-------- Textauszug

Der Bundesrat wurstelt sich seit Jahrzehnten mit informellen Regeln durch. Ist das gefährlich?
Es gab tatsächlich keine grössere Reform. Die Staatsleitungsfrage ist überfällig. Das sahen abtretende Bundesräte schon in den 1870er-Jahre so – trotzdem hat sich nichts verändert. Das hat auch damit zu tun, dass staatspolitische Reformdebatten immer nur punktuell geführt werden; beispielsweise nach Bundesratswahlen. (aargauerzeitung.ch)
Es stehen Steuererleichterungen für Vermögende und Eingentümer- Stärkungen auf dem Spiel.
In der AHV ein Schweige- und duck_dich_weg Kartell. Bei den Mieten eine stetige Schwächung - Verkomplizierungen zu Lasten der Mieter.
Reformstau / hohe Profite für die Vermögenden sind so vorprogrammiert.
Die können es auch als Stabilität verkaufen - wem auch immer doof genug sein sollte, sich das so verkaufen zu lassen.

----------------
-------- Material

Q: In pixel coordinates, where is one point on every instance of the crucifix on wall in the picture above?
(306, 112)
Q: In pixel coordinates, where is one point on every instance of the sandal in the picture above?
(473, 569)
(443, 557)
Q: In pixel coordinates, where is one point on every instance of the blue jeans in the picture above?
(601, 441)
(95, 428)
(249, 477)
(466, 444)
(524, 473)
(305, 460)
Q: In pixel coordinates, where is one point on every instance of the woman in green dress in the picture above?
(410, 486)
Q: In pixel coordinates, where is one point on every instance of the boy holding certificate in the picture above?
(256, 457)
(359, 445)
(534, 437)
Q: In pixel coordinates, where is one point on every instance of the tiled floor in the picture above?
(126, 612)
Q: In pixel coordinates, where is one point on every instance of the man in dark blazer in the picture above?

----------------

** Deine Aufgaben **
**1)** Übersetze den Satz „Die Staatsleitungsfrage ist überfällig.“ aus dem Text über den Bundesrat ins Englische.
**2)** Knüpfe an den Text über den Bundesrat an und schreibe ihn nach seinem letzten Satz weiter.

** Lösungen je Aufgabe **
**1)** The issue of state leadership is overdue.

**2)**
So ein Käse - bürgerlich rechts ist übervertreten. FDP gehört raus und mindestens Mitte gehört rein in den BR.
Ahja, beim Lohn. Wobei, da bleibt auch immer weniger kleben.
Und auf der anderen Seite steigen die Kosten munter weiter.
Da wäre Stabilität mal schön, aber das interessiert die "Bürgerlichen" nicht, weil es ihnen und ihren reichen Freunden nichts bringt.
Sprechen von Stabilität, meinen aber nur die, die für sie wichtig ist.
Danke ihr bürgerlichen Volkstäuscher!